◆ CONSIGNES
Affichez sans aucune modification le passage du jugement qui débute aux mots « LE MINISTRE DE » et qui s'arrête après « période de 10 ans. ».

◆ ARTICLE
_ _ _ _

Dossier : IMM-7663-22

Référence : 2023 CF 945

Ottawa (Ontario), le 12 juillet 2023

En présence de l’honorable juge Pamel

ENTRE :

GLORIA LUCY CAMACHO PINZON ET

OSVALDO JAVIER ARREGOCES USTATE

demandeurs

et

LE MINISTRE DE LA CITOYENNETÉ ET DE L’IMMIGRATION

défendeur

JUGEMENT ET MOTIFS

I. Aperçu

[1] Les demandeurs, Mme Gloria Lucy Camacho Pinzon [demanderesse] et son conjoint M. Osvaldo Javier Arregoces Ustate [demandeur], demandent le contrôle judiciaire d’une décision rendue par un agent des visas à l’ambassade canadienne à Bogota le 13 juillet 2022 [décision] rejetant leur demande conjointe de visa de visiteur temporaire (super visa pour parents et grands-parents).

[2] Les demandeurs soutiennent que l’agent a commis de nombreuses erreurs, ce qui rend la décision déraisonnable. Ils soutiennent également que leurs demandes de visa ont été systématiquement rejetées et exigent donc que la Cour ordonne à un agent des visas de délivrer sans délai un visa temporaire d’entrées multiples pour chaque demandeur, et ce, pour une période de 10 ans.

[3] Le défendeur concède que la décision doit être cassée parce qu’elle est déraisonnable; ses observations touchent plutôt à la question de la réparation appropriée.

II. Contexte

[4] Les demandeurs sont citoyens de Colombie. Leurs trois enfants habitent au Canada, dont l’une est résidente permanente et les autres sont citoyens. Entre 2017 et 2021, les demandeurs ont présenté trois demandes de visa afin de rendre visite à leurs enfants, qui ont toutes été rejetées.

_ _ _ _

◆ DONNÉES EXTRAITES
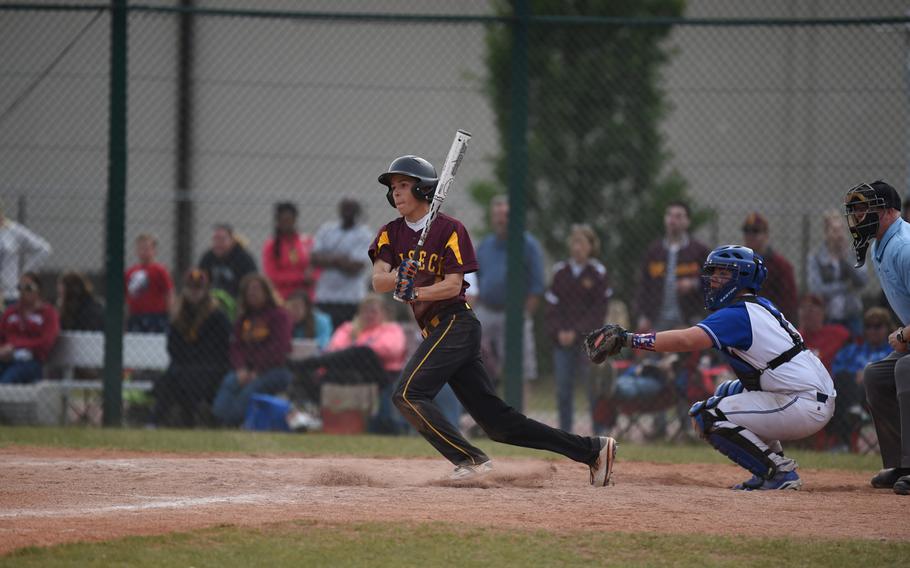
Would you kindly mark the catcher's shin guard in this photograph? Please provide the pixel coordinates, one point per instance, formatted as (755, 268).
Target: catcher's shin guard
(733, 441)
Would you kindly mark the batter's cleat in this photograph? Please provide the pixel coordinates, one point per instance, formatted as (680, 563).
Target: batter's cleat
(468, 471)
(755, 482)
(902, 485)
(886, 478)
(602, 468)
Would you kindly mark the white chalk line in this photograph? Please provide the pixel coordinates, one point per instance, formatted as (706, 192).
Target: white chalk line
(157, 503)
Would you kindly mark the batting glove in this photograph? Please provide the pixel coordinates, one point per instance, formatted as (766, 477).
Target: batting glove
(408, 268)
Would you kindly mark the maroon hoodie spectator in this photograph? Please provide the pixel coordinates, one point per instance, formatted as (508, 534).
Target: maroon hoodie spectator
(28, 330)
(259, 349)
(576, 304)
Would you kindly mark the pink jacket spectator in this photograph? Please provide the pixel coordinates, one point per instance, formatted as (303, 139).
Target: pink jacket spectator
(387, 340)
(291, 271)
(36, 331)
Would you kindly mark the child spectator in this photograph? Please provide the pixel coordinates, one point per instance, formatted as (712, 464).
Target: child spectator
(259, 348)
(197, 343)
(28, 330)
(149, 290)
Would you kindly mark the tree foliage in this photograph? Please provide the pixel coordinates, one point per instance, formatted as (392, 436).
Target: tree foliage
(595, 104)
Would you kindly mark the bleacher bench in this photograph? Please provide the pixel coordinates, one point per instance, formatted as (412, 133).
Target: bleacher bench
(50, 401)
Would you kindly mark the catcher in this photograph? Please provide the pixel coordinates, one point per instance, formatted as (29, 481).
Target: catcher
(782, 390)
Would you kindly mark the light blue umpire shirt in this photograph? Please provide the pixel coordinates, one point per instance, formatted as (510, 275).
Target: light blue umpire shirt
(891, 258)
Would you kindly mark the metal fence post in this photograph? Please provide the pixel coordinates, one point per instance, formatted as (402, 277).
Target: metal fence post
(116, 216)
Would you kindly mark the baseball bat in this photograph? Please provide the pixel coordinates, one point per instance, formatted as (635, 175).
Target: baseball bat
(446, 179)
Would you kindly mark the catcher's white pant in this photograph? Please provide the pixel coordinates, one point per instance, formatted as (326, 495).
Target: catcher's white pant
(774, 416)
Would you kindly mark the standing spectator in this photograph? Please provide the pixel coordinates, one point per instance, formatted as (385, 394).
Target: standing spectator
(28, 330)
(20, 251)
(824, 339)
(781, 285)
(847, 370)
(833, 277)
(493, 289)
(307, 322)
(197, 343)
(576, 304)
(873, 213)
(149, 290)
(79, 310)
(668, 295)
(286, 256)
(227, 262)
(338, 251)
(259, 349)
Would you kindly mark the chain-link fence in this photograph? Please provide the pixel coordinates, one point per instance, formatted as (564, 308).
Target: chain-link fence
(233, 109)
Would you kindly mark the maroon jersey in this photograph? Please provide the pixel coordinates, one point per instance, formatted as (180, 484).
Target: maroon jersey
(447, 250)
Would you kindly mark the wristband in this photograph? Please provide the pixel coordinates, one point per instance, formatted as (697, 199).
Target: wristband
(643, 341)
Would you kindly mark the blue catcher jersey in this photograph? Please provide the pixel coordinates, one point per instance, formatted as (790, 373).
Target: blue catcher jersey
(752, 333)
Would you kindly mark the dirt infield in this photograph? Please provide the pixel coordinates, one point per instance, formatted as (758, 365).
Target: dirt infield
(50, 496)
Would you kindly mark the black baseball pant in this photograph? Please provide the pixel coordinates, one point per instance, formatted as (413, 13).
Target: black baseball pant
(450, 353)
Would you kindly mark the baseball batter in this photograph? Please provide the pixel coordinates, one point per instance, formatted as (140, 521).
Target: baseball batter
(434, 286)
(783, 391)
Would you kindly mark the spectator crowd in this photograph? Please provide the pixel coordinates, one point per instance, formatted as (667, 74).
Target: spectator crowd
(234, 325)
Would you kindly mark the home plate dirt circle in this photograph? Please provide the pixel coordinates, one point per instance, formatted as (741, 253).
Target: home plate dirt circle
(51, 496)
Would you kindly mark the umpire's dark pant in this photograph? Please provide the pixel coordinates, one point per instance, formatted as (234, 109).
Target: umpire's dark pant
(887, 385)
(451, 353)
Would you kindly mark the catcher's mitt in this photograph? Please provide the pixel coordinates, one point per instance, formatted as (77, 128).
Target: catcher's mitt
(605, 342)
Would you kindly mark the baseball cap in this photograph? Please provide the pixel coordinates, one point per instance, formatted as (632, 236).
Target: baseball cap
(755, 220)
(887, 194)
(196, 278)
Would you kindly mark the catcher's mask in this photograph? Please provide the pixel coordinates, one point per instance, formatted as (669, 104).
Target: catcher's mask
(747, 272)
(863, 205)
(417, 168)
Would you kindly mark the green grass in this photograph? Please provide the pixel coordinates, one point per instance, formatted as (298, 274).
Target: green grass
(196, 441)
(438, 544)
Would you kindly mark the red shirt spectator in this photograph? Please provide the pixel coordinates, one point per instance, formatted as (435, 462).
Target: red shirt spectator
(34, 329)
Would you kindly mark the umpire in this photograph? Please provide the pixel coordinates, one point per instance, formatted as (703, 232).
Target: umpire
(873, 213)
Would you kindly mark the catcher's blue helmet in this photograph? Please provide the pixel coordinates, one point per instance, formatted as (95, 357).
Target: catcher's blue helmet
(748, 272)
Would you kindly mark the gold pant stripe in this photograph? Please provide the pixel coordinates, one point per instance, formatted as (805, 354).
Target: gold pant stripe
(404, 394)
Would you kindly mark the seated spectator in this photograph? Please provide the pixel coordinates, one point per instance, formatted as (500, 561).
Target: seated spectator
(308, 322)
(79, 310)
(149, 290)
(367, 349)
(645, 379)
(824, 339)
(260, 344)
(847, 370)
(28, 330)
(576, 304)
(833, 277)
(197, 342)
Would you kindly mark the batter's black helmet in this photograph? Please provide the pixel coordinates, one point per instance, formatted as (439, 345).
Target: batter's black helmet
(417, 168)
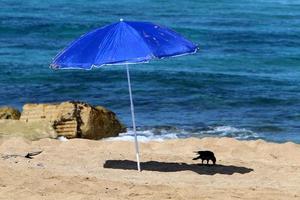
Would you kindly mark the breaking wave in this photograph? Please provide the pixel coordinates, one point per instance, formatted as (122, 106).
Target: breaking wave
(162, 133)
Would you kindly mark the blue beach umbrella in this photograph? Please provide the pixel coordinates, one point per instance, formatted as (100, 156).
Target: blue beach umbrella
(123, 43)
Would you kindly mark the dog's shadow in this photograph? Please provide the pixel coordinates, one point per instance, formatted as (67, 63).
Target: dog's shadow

_ _ _ _

◆ TÂCHE RÉALISÉE
LE MINISTRE DE LA CITOYENNETÉ ET DE L’IMMIGRATION

défendeur

JUGEMENT ET MOTIFS

I. Aperçu

[1] Les demandeurs, Mme Gloria Lucy Camacho Pinzon [demanderesse] et son conjoint M. Osvaldo Javier Arregoces Ustate [demandeur], demandent le contrôle judiciaire d’une décision rendue par un agent des visas à l’ambassade canadienne à Bogota le 13 juillet 2022 [décision] rejetant leur demande conjointe de visa de visiteur temporaire (super visa pour parents et grands-parents).

[2] Les demandeurs soutiennent que l’agent a commis de nombreuses erreurs, ce qui rend la décision déraisonnable. Ils soutiennent également que leurs demandes de visa ont été systématiquement rejetées et exigent donc que la Cour ordonne à un agent des visas de délivrer sans délai un visa temporaire d’entrées multiples pour chaque demandeur, et ce, pour une période de 10 ans.